--- start Source text ---

Re: Convert DHS (SPSS?) missing value codes to Stata codes in Stata dataset [message #6968 is a reply to message #6874] |
Fri, 07 August 2015 09:23 |
Bridgette-DHS
Messages: 3190 Registered: February 2013
|
Senior Member |
|
|
Following is a response fron Senior DHS Stata Specialist, Tom Pullum:
I can suggest three different ways to deal with these kinds of missing value codes. I use them all the time.
As an example, take hw70, the height-for-age z-score. The anthropometry z-scores have several special codes in the vicinity of 9999. Sometimes you will find values in that vicinity that do not even have a label, but all such values must be excluded.

--- end Source text ---
--- start Entries supplied ---

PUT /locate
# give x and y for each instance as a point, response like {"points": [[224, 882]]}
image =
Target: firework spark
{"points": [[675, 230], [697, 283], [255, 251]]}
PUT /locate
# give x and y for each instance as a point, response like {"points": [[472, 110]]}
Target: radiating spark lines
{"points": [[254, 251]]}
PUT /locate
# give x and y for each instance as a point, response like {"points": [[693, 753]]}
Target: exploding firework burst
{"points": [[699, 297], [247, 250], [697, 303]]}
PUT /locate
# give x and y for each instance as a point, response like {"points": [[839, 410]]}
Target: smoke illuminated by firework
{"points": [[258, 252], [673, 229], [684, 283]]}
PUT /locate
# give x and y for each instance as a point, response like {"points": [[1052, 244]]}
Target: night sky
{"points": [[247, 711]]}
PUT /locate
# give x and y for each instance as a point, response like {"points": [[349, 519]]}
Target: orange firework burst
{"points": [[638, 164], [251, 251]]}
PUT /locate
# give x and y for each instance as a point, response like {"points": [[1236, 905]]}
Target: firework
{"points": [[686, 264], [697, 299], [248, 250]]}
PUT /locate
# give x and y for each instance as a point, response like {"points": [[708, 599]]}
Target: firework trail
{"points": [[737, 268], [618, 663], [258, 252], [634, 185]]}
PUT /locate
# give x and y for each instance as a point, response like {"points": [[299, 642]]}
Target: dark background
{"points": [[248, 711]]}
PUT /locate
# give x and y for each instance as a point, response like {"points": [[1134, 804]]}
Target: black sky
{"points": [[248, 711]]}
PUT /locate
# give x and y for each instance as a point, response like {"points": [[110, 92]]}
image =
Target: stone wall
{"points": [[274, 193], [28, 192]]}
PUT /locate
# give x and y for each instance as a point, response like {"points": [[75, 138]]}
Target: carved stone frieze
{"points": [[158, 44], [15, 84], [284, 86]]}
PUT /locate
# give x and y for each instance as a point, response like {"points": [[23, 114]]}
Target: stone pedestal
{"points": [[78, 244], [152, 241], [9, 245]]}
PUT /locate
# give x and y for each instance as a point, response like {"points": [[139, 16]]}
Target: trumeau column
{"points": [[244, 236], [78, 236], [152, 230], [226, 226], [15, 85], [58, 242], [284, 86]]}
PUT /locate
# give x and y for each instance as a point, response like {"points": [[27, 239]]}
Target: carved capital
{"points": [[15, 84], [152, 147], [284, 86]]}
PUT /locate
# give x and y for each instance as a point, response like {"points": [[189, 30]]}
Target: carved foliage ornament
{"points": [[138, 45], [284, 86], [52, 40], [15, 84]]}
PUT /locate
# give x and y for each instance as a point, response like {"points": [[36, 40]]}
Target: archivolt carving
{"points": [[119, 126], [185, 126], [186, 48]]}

--- end Entries supplied ---

**Parts of the exercise:**
1. Locate each line in the listing that contains the word "carved" and copy those lines. Case counts.
2. Continue the forum reply on converting DHS missing value codes in Stata from the point where it stops.

**Answers given:**
1.
Target: carved stone frieze
Target: carved capital
Target: carved foliage ornament

2.
One approach would be simply to have a line such as "replace hw70=. If hw70>9000". Values with "." Are always considered by Stata to be missing and will be ignored from calculations. The problem with this is that you have now lost the original hw70. A second approach would be "gen hw70r=hw70" and "replace hw70r=. If hw70>9000". I add "r" for this kind of simple recode. Then any analysis would use hw70r in place of hw70, and you still have the original hw70. A third approach, when you have several related variables, could be something like the following. "gen hw7x_missing=0", "replace hw7x_missing=1 if hw70>9000 | hw71>9000 | hw72>9000". Then in your analysis, you could limit yourself to the cases that are non-missing on all variables by including "if hw7x_missing==0". I use this third approach if, say, I want to do a series of regression on exactly the same cases.
One more thing --in the DHS data files, the code "." Always means "not applicable". You should not confuse that meaning with what I have implied above, which is "please ignore in any calculations"!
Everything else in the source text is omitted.